[BLOC DE TEXTE]
▽

# Lettre de la part de la pmi



## Nanouhas (22 Décembre 2022)

Bonjour, 
J’ai déjà posté quelques messages concernant mon problème. Un petit rappel pour comprendre la suite 😃
J’ai demandé une4 eme place pour mon agrément, la puer est venue et m’a proposé d’accueillir en surnombre en respectant qq condition. 
elle m’appelle par la suite pour m’annoncer que la demande a été refusé parce qu’elle juge que je suis « mal organisée ».
Là je reçois un courrier qui dans l’objet est rappel de consignes.
Et en aucun moment le refus de la demande n’est mentionné.
Donc j’ai envie de réponde par courrier sur les points sur quoi elle me juge et qui sont à mon avis, dépendent de l’organisation de chacun.


----------



## Griselda (22 Décembre 2022)

Je crains surtout que si on te dit que tu ne peux pas avoir une 4eme place, par manque d'organisation, ça me semble assez claire, ça n'est pas possible non plus "en surnombre".
Si tu n'as pas un courrier qui dit clairement que tu peux en avoir un 4eme c'est que tu ne l'as pas.
Si tu insistes en prenant quand même ce 4eme tu risque tout simplement de perdre ton Agrément en entier.

Fais appel en démontrant que tu as résolu les problèmes d'organisation, obtient gain de cause et sinon reste à 3... ceci etant dit jusqu'à il y a quelques années 3 était le maxi admis, la 4eme place n'est apparue que pour insiter les AMs à accepter les contrats à temps partiel et pallier aux problèmes de chevauchement. Aujourd'hui on l'oublie mais nos salaires devraient être negociés pour 3 temps pleins, pas 4 bidouillages...


----------



## Tiphain (23 Décembre 2022)

Bonjour,
Tu peux reprendre point par point les allégations de la puer et y répondre en oubliant pas d'envoyer directement le courrier au Président du Conseil Départemental

La ou j'habitais avant dans la Marne pour ne pas la citer, lors du passage de 3 à 4 places, dans le village nous étions à l'époque 11 ou 12 ass mat, je ne sais plus et la puer de l'époque est passée chez chacune de nous pour nous dire que désormais et sur demande, nous pouvions demander cette 4ème place, nous l'avons toute fait.

△

[ENTRÉES FOURNIES]
▽

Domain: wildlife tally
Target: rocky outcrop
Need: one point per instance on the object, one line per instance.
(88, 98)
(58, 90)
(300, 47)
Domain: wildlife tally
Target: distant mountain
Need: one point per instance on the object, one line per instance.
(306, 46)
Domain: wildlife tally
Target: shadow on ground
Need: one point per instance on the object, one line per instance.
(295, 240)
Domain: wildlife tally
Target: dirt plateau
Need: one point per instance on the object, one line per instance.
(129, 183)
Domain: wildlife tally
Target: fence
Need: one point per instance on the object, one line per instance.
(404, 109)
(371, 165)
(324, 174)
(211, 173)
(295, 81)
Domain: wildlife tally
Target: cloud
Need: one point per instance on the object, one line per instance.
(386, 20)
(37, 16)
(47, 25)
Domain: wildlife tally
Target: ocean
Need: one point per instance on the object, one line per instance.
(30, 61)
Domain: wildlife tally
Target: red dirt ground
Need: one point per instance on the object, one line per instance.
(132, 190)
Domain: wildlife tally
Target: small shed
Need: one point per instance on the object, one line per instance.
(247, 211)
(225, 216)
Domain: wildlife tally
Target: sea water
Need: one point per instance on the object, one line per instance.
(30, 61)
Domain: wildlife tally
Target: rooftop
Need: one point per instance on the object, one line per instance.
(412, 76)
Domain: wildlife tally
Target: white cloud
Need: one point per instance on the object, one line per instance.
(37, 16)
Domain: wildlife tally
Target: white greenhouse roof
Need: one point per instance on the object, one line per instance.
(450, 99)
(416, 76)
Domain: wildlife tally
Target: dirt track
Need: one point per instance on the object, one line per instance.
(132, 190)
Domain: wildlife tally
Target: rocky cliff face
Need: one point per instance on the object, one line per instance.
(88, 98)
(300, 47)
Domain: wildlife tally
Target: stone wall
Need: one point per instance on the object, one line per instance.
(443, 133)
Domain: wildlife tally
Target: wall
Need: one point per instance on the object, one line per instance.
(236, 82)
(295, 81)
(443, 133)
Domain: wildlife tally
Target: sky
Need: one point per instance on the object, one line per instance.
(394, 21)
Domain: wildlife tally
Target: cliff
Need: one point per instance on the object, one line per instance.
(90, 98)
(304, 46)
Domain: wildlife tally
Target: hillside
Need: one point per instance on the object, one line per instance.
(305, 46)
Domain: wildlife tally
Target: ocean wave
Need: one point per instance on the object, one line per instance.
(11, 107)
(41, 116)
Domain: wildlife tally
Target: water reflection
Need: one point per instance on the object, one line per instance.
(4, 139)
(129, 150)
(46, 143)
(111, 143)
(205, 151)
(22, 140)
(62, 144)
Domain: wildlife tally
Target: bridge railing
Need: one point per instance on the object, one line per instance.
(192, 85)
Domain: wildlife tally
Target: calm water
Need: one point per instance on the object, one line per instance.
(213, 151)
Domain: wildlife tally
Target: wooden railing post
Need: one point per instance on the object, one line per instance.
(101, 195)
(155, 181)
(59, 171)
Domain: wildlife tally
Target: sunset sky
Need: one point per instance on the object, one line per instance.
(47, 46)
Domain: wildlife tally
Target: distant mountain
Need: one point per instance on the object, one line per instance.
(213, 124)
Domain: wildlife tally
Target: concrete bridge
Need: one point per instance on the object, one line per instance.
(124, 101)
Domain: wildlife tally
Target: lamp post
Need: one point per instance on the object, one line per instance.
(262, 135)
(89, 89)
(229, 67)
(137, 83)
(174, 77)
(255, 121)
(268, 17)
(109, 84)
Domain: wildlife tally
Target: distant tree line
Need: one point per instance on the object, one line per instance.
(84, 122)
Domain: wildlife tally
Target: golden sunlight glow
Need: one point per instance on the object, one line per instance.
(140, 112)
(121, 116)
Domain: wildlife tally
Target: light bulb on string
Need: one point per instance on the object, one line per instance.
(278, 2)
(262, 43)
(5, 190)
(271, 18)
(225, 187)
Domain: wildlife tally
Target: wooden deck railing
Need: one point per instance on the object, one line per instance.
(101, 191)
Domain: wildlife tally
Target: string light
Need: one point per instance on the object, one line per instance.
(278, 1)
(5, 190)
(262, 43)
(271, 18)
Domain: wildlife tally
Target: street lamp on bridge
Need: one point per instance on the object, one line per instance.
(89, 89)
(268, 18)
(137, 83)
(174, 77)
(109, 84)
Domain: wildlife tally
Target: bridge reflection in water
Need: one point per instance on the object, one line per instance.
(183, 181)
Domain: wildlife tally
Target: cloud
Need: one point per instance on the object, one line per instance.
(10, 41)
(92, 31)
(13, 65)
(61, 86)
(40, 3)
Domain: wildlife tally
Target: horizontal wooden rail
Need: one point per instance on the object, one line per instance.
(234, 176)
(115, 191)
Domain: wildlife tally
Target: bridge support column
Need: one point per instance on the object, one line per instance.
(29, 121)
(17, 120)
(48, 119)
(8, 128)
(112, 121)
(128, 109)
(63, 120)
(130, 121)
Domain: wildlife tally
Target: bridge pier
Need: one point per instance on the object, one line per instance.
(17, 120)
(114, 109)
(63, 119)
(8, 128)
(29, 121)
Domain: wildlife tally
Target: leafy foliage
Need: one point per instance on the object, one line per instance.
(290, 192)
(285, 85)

△
▽

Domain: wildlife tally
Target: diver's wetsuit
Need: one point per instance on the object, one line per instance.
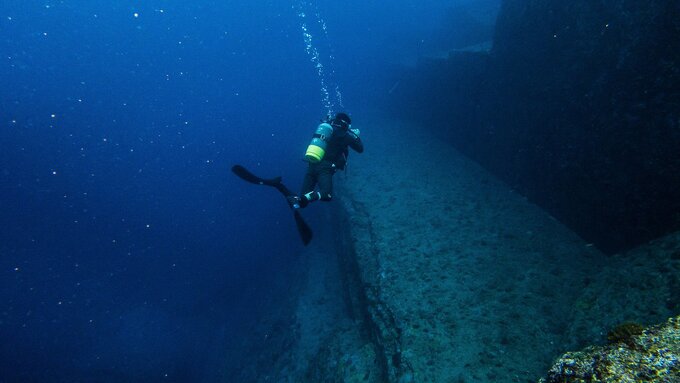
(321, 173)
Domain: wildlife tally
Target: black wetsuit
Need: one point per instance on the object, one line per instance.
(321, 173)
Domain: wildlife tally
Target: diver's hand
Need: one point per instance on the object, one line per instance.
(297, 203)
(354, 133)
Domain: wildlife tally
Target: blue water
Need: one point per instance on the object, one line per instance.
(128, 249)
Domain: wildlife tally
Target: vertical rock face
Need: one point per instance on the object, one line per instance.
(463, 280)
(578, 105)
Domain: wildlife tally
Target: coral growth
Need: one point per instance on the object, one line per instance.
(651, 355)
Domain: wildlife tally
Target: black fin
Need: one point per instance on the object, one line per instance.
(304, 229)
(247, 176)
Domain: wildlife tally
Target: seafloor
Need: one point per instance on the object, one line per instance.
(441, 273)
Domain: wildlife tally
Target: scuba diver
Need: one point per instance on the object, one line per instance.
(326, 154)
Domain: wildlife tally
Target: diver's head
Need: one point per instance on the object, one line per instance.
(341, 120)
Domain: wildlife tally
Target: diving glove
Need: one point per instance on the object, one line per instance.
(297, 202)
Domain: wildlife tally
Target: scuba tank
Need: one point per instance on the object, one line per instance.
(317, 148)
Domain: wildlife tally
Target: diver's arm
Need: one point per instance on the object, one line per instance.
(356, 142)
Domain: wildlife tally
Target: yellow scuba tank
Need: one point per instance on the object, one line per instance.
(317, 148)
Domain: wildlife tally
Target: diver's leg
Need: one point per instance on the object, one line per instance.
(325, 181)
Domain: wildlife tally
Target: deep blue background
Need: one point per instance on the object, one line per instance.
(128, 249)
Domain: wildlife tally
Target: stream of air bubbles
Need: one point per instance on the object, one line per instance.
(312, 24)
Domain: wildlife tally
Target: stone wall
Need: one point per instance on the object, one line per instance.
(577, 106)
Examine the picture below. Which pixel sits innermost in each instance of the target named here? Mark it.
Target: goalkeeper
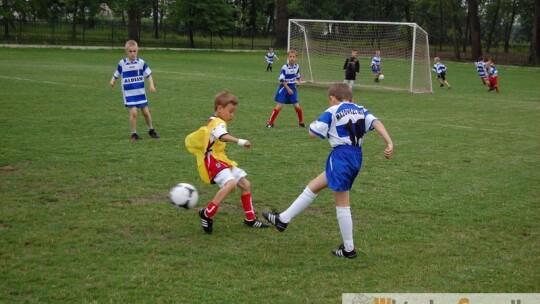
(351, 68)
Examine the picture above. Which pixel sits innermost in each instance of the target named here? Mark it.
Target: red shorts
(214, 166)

△

[QUESTIONS]
(1) Dans la discussion sur la lettre de la PMI, quel est l'objet du courrier reçu par Nanouhas ?
(2) Reprenez, s'il vous plaît, la discussion sur la lettre de la PMI et poursuivez-la à partir de sa dernière phrase.
Les entrées ne jouent aucun rôle ici.

[PROBLÈMES RÉSOLUS]
(1) Rappel de consignes.

(2)
Nous ne l'avons pas tous utilisés tout de suite pour un certain nombre d'entre nous. Je suis restée pendant 1 an volontairement à 2 places utilisées sur 4 parce que j'avais un accueilli avec une pathologie qu'il fallait que j'apprenne à gérer et je considérais qu'il me fallait du temps pour ne pas me mettre en difficultés

Et je me souviens parfaitement des propos tenus à l'époque par la cadre de santé qui expliquait qu'il fallait que les puers fassent attention à bien mettre des restrictions d'âge ou autres pour éviter que les ass mats se retrouvent avec 3 bébés voir 4

Et je me souviens récemment avoir discuté avec la cadre de santé de mon nouveau département qui me disait qu'il cherchait des solutions pour empêcher systèmatiquement les ass mat d'avoir 4 places sans restriction d'âge en motivant désormais leur refus pour des soucis d'escalier ou d'ascenseur ou autres.

Pourquoi ce besoin de ne pas attribuer 4 places sans restriction d'âge tout simplement pour empêcher les ass mat de se retrouver en difficultés. Vous me direz, oui mais nous sommes des adultes responsables, ben malheureusement y a des soucis avec cette loi qui a fait sauter les restrictions d'âge, parce qu'un certain nombre d'ass mat se retrouvent en difficultés avec trop de bébés non marcheurs par exemple.

Donc les restrictions des puers ne sont pas toujours mauvaises


----------



## assmatzam (23 Décembre 2022)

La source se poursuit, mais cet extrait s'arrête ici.